--- Begin Data entries ---

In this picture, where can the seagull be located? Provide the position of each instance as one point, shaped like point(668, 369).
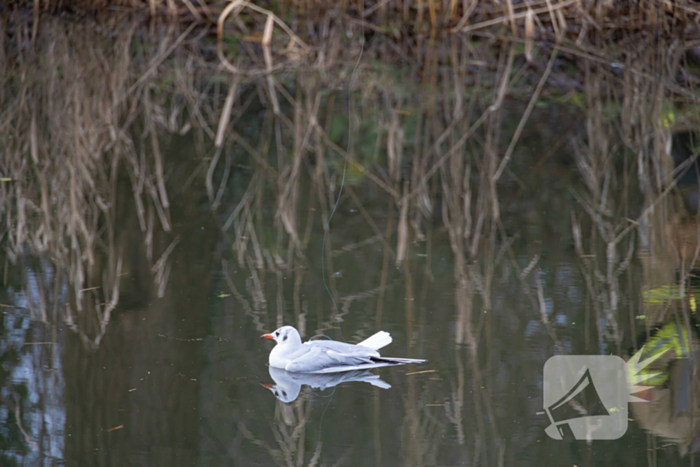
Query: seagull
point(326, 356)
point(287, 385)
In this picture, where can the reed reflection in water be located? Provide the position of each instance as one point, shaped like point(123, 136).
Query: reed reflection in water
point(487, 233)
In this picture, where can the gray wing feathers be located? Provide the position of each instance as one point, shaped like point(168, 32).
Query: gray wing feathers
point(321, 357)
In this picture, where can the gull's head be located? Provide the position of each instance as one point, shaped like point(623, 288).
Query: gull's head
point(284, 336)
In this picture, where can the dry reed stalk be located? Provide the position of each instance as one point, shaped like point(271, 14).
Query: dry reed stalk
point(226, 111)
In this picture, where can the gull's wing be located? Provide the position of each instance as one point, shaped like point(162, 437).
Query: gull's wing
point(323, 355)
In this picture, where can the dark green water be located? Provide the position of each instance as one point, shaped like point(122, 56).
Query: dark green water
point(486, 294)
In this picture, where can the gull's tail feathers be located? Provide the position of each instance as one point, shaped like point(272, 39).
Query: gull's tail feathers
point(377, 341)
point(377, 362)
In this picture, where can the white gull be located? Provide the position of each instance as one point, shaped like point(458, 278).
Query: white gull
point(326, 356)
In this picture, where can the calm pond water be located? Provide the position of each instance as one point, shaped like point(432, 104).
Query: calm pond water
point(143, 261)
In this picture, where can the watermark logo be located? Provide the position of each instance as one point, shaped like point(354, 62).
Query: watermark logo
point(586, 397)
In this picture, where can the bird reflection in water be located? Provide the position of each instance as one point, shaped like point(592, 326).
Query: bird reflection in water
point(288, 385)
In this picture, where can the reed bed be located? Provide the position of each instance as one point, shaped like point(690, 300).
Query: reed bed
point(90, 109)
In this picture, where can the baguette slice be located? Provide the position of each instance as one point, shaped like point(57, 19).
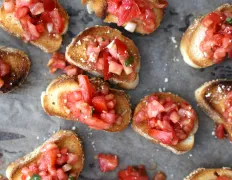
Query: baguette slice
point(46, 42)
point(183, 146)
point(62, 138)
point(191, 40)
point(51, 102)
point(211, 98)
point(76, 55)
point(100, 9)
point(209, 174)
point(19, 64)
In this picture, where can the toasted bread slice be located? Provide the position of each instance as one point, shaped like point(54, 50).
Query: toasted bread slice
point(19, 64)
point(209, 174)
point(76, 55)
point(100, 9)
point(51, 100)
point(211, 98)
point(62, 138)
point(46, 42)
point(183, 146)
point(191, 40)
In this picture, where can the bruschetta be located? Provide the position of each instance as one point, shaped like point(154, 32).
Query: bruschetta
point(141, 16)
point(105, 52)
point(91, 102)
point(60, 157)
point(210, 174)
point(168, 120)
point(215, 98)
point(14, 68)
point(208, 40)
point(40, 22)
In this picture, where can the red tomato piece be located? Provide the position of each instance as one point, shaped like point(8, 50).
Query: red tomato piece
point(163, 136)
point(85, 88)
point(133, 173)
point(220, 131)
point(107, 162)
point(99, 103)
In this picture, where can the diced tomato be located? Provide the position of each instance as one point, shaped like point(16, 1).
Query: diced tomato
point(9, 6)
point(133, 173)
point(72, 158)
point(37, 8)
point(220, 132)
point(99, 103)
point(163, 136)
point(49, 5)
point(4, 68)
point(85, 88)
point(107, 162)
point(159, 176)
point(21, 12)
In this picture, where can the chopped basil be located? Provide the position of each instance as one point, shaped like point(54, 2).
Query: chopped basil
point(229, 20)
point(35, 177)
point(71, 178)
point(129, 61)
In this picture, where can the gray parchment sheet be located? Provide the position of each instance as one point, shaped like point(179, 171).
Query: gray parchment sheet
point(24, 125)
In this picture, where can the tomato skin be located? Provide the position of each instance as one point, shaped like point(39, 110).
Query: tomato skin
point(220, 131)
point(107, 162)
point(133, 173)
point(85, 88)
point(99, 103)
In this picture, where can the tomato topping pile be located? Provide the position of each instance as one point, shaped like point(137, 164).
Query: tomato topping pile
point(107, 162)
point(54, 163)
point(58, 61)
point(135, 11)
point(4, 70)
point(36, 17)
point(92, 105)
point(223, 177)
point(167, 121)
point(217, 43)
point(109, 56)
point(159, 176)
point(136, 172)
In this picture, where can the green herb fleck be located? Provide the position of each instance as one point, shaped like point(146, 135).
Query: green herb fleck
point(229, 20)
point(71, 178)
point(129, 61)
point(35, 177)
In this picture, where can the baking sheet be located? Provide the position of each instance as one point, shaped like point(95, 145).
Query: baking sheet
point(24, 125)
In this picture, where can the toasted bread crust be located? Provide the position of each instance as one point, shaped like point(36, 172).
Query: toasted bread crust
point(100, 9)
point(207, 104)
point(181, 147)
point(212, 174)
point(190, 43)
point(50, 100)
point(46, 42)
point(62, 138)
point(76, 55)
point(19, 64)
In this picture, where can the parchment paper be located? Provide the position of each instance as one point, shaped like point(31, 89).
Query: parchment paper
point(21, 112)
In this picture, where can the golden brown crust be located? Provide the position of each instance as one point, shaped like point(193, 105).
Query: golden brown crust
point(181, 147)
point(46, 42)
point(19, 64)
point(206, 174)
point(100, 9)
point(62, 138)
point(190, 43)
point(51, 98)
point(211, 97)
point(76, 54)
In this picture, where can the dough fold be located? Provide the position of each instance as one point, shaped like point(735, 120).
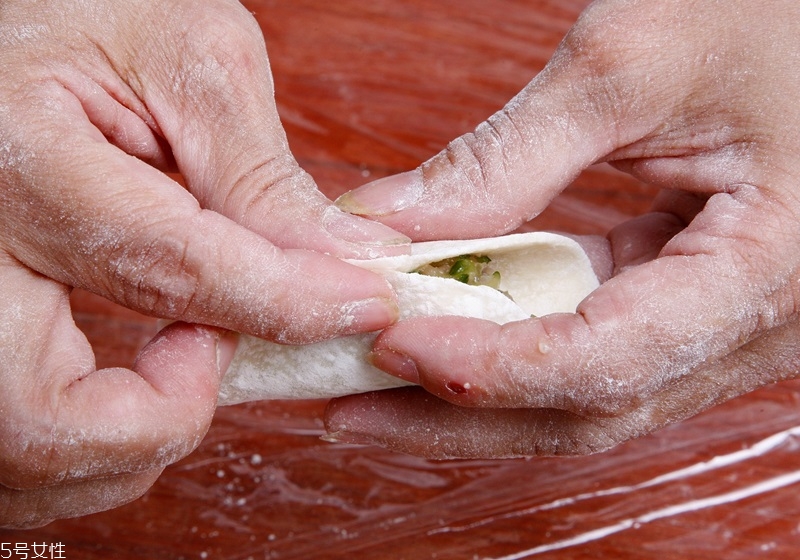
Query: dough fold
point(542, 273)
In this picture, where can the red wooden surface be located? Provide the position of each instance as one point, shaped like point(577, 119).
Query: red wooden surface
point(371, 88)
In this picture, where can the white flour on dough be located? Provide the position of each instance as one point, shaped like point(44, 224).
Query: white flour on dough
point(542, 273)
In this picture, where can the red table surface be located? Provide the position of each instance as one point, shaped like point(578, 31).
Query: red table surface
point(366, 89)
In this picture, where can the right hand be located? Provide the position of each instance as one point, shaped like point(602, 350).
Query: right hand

--- End Data entries ---

* Short problem:
Rewrite the material as a numbered list, starting at the line that contains "In this picture, where can the calm" and ending at the line that contains "point(586, 397)", with both of those lines included. Leave out any blank lines.

* The reply:
1. In this picture, where can the calm pond water be located? Provide the position of each instance as one point, shaped like point(432, 104).
2. Query: calm pond water
3. point(143, 261)
4. In this picture, where can the watermark logo be located? Provide the position of each instance as one point, shaped like point(354, 62).
5. Query: watermark logo
6. point(586, 397)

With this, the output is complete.